Text block section start

Inhibition of Chk1 but not p38 by small-molecule kinase inhibitors or RNAi abrogates the UV-induced G₂ DNA damage checkpoint. (A) Western blot analysis of the response of cells after the inactivation of Chk1, p38, or MK2 by two specific and validated siRNA oligonucleotides directed against each gene to adriamycin. (B) Mitotic index plot of HeLa cells with p38 or Chk1 knockdown and treated with 160 nM adriamycin or 500 J/m² UV for 24 h. (C) p53-dependent abrogation of the G₂ DNA damage checkpoint by Chk1 inhibition. A549, U2OS, and Calu-6 cancer cells were treated with 160 nM adriamycin for 24 h before the addition of kinase inhibitors (320 nM p38i or 1.25 μM Chk1 inhibitor). Mitotic indexes were determined at 3 and 24 h after the addition of kinase inhibitors. (D and E) MK2 is not required for G₂ DNA damage checkpoint control following UV-C irradiation. U2OS cells treated with green fluorescent protein (GFP) or MK2 (MAPKAP kinase 2) siRNA were irradiated with 20 J/m² of UV-C as described previously (31) and then placed into 50 ng/ml nocodazole-containing medium for an additional 16 h. Target protein knockdown, DNA content, and phospho-histone H3 of cells were analyzed by Western blotting (D) and flow cytometry (E).

FIG. 4.

Nongenotoxic activation of p38 with anisomycin does not impede entry into mitosis in HeLa cells. (A) Mitotic index (phospho-histone H3) of HeLa cells synchronized with the CDK1 inhibitor RO-3306 in the presence or absence of 2 μg/ml anisomycin. (B) Western blot for the p38 activation of HeLa cells synchronized with the CDK1 inhibitor RO-3306 by 2 μg/ml anisomycin.

Text block section end

— Assignment 1 —
Condense the paragraph of the figure legends that begins "Nongenotoxic activation of p38" into a short list that keeps its main facts.
— Assignment 2 —
Set down the passage of the figure legends from "Nongenotoxic activation of" up to and including "by 2 μg/ml anisomycin.", word for word.

Given data section start

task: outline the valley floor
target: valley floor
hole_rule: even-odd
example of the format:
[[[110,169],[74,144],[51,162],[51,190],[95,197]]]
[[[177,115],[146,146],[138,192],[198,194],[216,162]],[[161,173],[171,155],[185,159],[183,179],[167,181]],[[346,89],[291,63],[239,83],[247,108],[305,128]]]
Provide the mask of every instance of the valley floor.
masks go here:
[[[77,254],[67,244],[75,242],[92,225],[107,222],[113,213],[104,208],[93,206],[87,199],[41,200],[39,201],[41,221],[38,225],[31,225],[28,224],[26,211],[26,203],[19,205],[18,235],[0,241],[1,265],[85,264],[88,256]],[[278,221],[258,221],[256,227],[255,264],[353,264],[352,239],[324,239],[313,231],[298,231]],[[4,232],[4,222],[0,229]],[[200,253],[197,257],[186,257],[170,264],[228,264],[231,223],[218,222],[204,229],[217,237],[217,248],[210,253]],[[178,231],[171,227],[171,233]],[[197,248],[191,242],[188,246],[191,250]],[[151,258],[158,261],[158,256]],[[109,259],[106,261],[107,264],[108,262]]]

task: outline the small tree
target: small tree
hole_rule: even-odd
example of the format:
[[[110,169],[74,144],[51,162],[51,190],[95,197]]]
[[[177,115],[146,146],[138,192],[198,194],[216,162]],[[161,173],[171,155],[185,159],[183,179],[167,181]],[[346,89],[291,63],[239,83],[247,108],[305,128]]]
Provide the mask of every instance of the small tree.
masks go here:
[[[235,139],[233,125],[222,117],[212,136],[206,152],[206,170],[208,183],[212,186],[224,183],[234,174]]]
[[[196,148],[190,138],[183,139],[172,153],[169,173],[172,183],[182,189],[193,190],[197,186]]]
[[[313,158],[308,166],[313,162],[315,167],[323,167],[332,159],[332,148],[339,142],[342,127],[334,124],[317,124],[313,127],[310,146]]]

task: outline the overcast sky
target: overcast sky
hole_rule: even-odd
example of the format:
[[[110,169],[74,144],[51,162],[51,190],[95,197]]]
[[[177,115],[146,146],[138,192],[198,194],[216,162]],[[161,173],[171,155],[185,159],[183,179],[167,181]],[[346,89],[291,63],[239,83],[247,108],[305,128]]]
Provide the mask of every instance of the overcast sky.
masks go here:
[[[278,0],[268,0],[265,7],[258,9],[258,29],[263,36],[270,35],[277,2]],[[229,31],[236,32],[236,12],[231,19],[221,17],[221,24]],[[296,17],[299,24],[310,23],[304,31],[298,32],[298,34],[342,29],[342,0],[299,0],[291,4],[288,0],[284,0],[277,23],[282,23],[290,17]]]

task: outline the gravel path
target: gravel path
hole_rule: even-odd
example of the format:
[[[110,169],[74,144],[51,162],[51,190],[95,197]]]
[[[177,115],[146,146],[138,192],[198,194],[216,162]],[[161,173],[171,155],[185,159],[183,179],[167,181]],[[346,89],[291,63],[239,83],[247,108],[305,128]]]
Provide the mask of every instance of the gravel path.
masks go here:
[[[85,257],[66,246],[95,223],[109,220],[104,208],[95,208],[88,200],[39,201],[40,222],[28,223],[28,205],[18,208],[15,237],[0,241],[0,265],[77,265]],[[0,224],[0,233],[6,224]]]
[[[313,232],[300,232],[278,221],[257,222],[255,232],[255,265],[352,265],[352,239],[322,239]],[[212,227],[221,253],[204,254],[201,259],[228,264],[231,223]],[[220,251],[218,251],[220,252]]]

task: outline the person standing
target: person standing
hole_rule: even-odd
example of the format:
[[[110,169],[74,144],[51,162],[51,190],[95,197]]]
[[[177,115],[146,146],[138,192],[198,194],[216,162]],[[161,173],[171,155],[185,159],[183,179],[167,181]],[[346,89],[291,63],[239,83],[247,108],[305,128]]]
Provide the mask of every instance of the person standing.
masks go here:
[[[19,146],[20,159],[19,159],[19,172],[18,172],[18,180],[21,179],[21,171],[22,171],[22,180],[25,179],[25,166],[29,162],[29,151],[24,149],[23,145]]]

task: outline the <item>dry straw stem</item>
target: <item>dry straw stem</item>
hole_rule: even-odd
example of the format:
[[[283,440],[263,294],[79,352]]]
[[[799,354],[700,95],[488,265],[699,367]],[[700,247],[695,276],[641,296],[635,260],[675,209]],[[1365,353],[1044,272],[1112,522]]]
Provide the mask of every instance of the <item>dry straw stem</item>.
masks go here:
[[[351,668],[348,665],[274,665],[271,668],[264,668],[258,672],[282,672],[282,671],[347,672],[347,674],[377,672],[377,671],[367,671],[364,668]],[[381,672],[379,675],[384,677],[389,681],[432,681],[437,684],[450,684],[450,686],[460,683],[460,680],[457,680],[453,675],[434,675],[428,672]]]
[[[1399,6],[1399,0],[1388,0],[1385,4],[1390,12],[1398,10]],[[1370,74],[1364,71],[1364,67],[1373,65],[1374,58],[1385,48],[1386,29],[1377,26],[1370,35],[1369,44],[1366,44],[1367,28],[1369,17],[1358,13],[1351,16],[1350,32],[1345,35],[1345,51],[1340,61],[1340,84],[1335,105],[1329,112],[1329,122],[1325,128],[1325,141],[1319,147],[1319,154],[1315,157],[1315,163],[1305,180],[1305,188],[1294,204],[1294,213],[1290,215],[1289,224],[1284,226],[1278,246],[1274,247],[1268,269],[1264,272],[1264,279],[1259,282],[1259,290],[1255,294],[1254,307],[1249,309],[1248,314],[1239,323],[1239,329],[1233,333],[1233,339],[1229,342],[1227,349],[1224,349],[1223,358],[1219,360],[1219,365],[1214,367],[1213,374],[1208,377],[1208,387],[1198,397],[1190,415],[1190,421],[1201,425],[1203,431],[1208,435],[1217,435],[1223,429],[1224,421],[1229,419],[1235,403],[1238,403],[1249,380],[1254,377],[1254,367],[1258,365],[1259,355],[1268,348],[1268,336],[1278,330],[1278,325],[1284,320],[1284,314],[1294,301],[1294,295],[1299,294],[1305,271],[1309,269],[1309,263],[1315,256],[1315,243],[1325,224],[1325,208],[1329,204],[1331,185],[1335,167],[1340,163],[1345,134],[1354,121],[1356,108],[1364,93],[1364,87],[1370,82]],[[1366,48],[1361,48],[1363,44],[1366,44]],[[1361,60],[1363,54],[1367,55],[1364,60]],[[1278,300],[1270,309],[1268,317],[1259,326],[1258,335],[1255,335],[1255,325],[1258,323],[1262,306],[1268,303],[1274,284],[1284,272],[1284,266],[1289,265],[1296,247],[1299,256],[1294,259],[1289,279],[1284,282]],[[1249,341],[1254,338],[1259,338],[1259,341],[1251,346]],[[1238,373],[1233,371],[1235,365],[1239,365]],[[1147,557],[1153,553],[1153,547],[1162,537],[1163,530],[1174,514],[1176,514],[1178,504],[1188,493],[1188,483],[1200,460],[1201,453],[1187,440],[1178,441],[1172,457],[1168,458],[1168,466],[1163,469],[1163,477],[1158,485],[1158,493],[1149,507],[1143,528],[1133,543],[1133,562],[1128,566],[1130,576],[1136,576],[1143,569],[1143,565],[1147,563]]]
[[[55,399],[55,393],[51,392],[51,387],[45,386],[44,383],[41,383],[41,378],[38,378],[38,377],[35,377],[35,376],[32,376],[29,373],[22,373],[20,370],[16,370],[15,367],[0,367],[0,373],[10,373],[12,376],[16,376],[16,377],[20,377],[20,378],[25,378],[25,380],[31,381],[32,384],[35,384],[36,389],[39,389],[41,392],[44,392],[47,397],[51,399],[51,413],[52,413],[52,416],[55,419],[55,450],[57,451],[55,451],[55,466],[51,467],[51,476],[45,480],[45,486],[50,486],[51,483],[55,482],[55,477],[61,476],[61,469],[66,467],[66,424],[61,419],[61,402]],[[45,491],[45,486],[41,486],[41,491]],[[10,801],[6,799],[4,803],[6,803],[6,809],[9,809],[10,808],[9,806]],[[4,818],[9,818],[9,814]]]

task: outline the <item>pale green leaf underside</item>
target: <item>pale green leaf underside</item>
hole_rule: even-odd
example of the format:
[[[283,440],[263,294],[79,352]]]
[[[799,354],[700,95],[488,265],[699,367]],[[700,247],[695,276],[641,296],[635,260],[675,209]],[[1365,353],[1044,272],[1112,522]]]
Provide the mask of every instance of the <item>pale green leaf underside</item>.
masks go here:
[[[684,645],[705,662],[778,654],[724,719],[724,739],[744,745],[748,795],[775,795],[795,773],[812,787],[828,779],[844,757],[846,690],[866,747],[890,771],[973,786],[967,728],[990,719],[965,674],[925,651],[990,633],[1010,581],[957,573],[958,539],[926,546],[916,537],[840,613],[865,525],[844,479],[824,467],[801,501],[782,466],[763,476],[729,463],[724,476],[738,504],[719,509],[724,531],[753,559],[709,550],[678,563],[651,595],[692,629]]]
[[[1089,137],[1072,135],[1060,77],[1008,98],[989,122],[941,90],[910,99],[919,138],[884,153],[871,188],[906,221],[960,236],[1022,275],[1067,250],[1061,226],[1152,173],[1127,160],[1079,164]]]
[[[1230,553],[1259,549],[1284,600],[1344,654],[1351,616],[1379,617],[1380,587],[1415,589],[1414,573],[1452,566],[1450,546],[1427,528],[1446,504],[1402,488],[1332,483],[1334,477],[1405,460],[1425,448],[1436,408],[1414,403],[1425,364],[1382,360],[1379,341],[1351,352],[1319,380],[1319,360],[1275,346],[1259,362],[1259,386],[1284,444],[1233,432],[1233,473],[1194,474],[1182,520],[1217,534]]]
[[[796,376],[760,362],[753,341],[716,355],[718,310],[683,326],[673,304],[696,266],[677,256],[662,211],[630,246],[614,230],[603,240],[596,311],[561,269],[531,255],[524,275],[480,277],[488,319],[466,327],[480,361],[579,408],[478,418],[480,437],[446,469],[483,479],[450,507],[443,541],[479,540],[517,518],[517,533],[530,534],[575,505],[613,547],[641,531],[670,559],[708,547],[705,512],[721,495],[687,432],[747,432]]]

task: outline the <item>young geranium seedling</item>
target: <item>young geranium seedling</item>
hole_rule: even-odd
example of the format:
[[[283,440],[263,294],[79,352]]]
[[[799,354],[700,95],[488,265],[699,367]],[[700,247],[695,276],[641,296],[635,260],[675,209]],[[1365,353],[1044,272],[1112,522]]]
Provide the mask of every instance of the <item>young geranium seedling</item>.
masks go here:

Given data section end

— Result 1 —
- Nongenotoxic activation of p38 with anisomycin does not impede entry into mitosis in HeLa cells.
- (A) Mitotic index (phospho-histone H3) of HeLa cells synchronized with the CDK1 inhibitor RO-3306, with or without 2 μg/ml anisomycin.
- (B) Western blot for p38 activation by 2 μg/ml anisomycin in HeLa cells synchronized with RO-3306.

— Result 2 —
Nongenotoxic activation of p38 with anisomycin does not impede entry into mitosis in HeLa cells. (A) Mitotic index (phospho-histone H3) of HeLa cells synchronized with the CDK1 inhibitor RO-3306 in the presence or absence of 2 μg/ml anisomycin. (B) Western blot for the p38 activation of HeLa cells synchronized with the CDK1 inhibitor RO-3306 by 2 μg/ml anisomycin.